---- Document text

In reflecting on the season, which saw the Tigers set a program-record for wins, Connors credited the squad’s seniors with setting a positive tone.
“I don’t think we could have asked for a better set of experienced leaders, I know that everyone looked up to them,” said Connors of the team’s Class of 2020 which included Carly Bullock, MacKenzie Ebel, Steph Neatby, Claire Thompson, and Sylvie Wallin.
“Unfortunately MacKenzie [Ebel] didn’t get to finish up the season but she worked with us and was still a leader at all times with us, pushing us. We really wanted to win for her, especially. I know that all the other seniors really carried our season and we all wanted to play for them in that final game. I think they did a great job and they had an amazing career at Princeton.”
Getting an amazing opportunity months after the season ended, Connors was named to train with Team Canada through its National Women’s Development Camp, which is being held virtually throughout the summer.

--------
---- Entries supplied

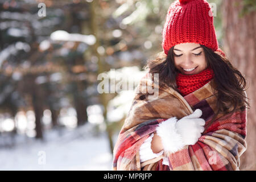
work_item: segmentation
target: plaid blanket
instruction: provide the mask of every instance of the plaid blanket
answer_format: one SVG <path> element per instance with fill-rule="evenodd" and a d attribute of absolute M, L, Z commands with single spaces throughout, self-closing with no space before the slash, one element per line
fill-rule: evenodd
<path fill-rule="evenodd" d="M 240 156 L 246 149 L 245 105 L 240 105 L 233 114 L 219 114 L 210 122 L 216 111 L 213 80 L 184 97 L 166 85 L 158 87 L 159 83 L 153 80 L 152 75 L 147 73 L 135 89 L 114 148 L 113 169 L 239 170 Z M 157 88 L 158 97 L 148 99 L 150 94 L 145 92 L 148 86 Z M 172 117 L 179 119 L 196 109 L 202 110 L 201 118 L 205 119 L 205 126 L 195 144 L 185 146 L 173 154 L 164 151 L 162 156 L 141 163 L 139 148 L 156 132 L 159 123 Z M 168 158 L 169 166 L 162 164 L 164 156 Z"/>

--------

Task 1.
In the text on the Tigers' season above, condense the paragraph beginning "Unfortunately MacKenzie [Ebel]" into a short bulleted list that keeps its main facts.
Task 2.
Pick up the text on the Tigers' season after its final sentence and continue it.

Task answer 1.
- MacKenzie Ebel did not get to finish the season but still worked with the team, leading and pushing them at all times.
- The team especially wanted to win for her.
- The other seniors carried the season, and the team wanted to play for them in the final game.
- According to Connors, the seniors did a great job and had an amazing career at Princeton.

Task answer 2.
“Getting an invite to those camps is definitely something that is really an amazing experience,” said Connors, who was a member of the 2018-19 Canada National Development Team, played for the 2017-18 Canada U18 Team that won the bronze medal at 2018 IIHF Women’s World U18 Championship, and skated in the 2017 U18 Summer Series versus the U.S.
“It is something I cherish a lot because at the end of the day, that is what I am striving for, one, playing for Princeton and, two, playing for my country. So being able to be invited to those camps is such an honor.”
While the players are not congregating at training sites as in past years due to COVID-19 restrictions, Connors is still getting a lot out of the program.
“Unfortunately they are not in person this summer but I think Hockey Canada is doing the best of their abilities in making it an amazing camp, keeping us all connected and still educating us,” said Connors, who is being joined in the development program by Princeton teammate and fellow rising junior Sarah Fillier.
“The way Hockey Canada is doing it for the development side for the women is that we have a weekly one-to-two hour calls. It is presentations on everything from strength to mobility sessions, nutrition talks, and skills presentations. It is just a lot of education and giving people the resources they need to become better hockey players at home.”
While at home, Connors has been able to get in some serious conditioning.
“I have used the same personal trainer in Newfoundland for a number of years,” said Connors, noting that Hockey Canada gives the players the option of working with their own trainers, having the national program strength coach available to provide input.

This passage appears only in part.